> _TEXT EXCERPT_:
Posted by Dawn-Ann on November 29, 2008

I have had a loaf of bread sitting on my counter for a week now. My husband and I have been eating it in fits and starts – a piece of toast to go with my oatmeal one morning, a couple of slices of French toast another. Each time I used it, the bread seemed fresh and soft. Even this morning when I finally threw it out it was still un-moldy and Wonder-squeezable and it seemed a shame to waste, but my goodness… It was a week old!

I don’t know about you, but I am highly suspicious of bread that doesn’t go bad. In the REAL world, it should go stale and dry after a few days, possibly even sprouting the blue fuzzies. I should be able to take that stale bread, dry it on the counter, and then use it for stuffing or more French toast. What the heck is IN our bread nowadays that makes it last so long? I decided to check.

In my research I found others who said things like, “I don’t want to eat the bread because it can’t be good to have lasted that long.” Someone suggested that this person check the ingredients – a fine idea! I dug out another loaf of the same bread I’d just thrown out, bought at the same time and frozen. It had the usual ingredients, flour and milk and the like, but it had a few things that had me scratching my head; items such as sodium stearoyl-2-lactylate and L-cysteine hydrochloride. I decided to find out what they were.

Sodium stearoyl-2-lactylate is used as an emulsifier, plasticizer, or surface-action agent (plasticizer?). It is used in many things, including bread and meat batters (meat batters?). It is prepared from lactic acids and fatty acids. Sounds fairly harmless, actually. The Canadian Food and Drug Regulations allow for the use of use of sodium stearoyl-2-lactylate at levels from 0.05 to 2 percent. I got the impression from my research that it is a relatively new ingredient that has no real data backing it yet. Even the doom and gloom websites that said to avoid it couldn’t say why. As near as I could tell, it is a form of lactic acid which can sometimes cause headaches, intestinal upset and skin disorders in sensitive people. Folks who are lactose intolerant should avoid it, too. Iffy stuff, but I doubt that’s what is making the shelf life of my bread unnaturally long.

L-cysteine hydrochloride is an amino acid. From what I can tell, it is actually good for you and some people take it as a dietary supplement. The only possible negative effect I could find was that it could possibly cause chelation (removal) of minerals. It is used as an “improving agent” in bread, whatever that means.

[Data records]
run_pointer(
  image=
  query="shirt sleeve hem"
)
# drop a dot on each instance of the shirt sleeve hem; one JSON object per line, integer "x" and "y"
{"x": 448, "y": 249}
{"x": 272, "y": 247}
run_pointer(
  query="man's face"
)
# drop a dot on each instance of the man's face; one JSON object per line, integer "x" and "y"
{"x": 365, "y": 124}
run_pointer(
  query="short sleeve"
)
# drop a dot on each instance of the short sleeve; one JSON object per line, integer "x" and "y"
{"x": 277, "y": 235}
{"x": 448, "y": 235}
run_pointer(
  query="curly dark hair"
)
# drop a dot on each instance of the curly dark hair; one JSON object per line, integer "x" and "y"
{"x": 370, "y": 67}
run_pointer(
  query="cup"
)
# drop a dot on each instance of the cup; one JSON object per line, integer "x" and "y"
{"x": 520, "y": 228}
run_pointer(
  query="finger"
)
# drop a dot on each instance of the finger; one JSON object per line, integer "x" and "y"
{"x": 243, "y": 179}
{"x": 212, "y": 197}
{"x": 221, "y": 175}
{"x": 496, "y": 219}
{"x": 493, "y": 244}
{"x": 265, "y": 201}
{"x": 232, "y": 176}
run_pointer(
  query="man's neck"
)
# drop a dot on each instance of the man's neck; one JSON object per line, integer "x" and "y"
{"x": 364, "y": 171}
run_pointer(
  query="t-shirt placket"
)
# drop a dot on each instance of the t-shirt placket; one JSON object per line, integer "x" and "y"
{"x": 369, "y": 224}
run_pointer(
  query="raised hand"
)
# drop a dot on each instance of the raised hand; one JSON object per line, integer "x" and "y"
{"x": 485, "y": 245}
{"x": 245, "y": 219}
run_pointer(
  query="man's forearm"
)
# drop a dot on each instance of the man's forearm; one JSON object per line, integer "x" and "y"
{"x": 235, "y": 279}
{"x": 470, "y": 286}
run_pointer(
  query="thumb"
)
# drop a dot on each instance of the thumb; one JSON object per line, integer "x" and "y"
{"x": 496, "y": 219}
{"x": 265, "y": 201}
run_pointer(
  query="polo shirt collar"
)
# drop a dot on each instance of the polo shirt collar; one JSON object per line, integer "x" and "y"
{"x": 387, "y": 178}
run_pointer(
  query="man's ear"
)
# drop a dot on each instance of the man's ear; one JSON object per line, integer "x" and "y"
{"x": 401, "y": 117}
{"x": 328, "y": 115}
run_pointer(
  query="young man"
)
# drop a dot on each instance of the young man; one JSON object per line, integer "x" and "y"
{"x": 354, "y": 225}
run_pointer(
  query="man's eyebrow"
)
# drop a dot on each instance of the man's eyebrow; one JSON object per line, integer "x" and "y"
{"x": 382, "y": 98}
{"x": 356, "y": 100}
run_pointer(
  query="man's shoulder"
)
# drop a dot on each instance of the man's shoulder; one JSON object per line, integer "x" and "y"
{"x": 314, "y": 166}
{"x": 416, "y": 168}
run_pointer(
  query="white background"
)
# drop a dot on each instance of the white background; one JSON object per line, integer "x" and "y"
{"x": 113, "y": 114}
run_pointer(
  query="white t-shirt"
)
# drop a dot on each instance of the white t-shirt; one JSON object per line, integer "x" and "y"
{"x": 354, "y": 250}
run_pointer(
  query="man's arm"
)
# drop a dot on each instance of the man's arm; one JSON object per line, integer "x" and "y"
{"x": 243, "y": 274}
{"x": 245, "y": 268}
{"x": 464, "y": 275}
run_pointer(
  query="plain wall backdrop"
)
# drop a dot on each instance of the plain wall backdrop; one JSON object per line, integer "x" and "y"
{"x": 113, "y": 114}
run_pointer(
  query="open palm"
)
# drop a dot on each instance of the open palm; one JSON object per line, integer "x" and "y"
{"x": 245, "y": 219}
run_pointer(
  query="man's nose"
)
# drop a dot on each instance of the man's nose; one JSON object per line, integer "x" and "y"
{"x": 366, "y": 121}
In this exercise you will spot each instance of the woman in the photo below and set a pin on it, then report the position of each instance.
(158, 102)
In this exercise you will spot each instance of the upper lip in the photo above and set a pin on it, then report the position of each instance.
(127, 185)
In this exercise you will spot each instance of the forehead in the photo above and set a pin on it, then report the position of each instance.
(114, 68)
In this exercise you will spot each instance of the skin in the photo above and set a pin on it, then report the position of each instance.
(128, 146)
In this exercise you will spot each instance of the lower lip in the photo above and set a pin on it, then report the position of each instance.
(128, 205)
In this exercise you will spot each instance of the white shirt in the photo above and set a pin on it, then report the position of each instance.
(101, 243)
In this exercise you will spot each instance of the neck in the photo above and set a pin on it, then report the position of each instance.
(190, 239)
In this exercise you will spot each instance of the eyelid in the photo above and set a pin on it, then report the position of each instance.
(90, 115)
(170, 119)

> _AIM 1_:
Answer these questions about the bread ingredients post:
(a) How long had the loaf been sitting on the counter?
(b) At what levels do the Canadian Food and Drug Regulations allow sodium stearoyl-2-lactylate?
(c) What is L-cysteine hydrochloride used as in bread?
> _AIM 2_:
Please carry on the bread ingredients post from where it stops.
The entries come from a different source than the bread ingredients post.

> _WRITTEN RESPONSE 1_:
(a) A week.
(b) From 0.05 to 2 percent.
(c) An "improving agent."

> _WRITTEN RESPONSE 2_:
Neither of these things seemed particularly dangerous to eat in small quantities and neither could explain why my loaf of bread had lasted so long. One source suggested maybe I just didn’t have any mold spores floating around my home, but I know I do. Other things go moldy. And what about the fresh, soft texture? What has prevented the bread from drying out and going stale? Even the taste was still fresh-ish (though admittedly not the perfection of hot-out-of-the-oven goodness).

So then I got thinking about some things I’d heard about irradiated wheat flour. Could that be it? According to the Canadian Food Inspection Agency’s website, wheat and wheat flour, among other things, are approved for irradiation in Canada. The ingredients list does not have to mention an irradiated ingredient to the consumer unless it comprises more than 10% of the finished product. I suspect flour comprises more than ten percent of a loaf of bread and my ingredients list didn’t mention it, so we should be okay on that score. Besides, would irradiation of the flour cause the bread to remain mold-free? I doubt it.

As an aside, the jury is still out for me as to whether irradiated food is harmful to eat. Some sources state that vitamins are killed in the process and turned into carcinogens, which kind of makes sense, knowing a little about how gamma radiation works, but that’s the subject of another post.

In the end, I haven’t answered my question about why my bread doesn’t go bad, but I will say one thing. I do feel a little bit better about the ingredients!

Comments

5 Responses to “What’s in my bread?”
  1. Shawn Goldman says:

    Hi- loved the article; it was thoughtful. One comment on l-cysteine: it is often sourced from human hair. Yep, we are getting the amino acid from human hair and it is used as a reducing agent (prevents the pizza crusts and breads from shrinking in the pan before baking).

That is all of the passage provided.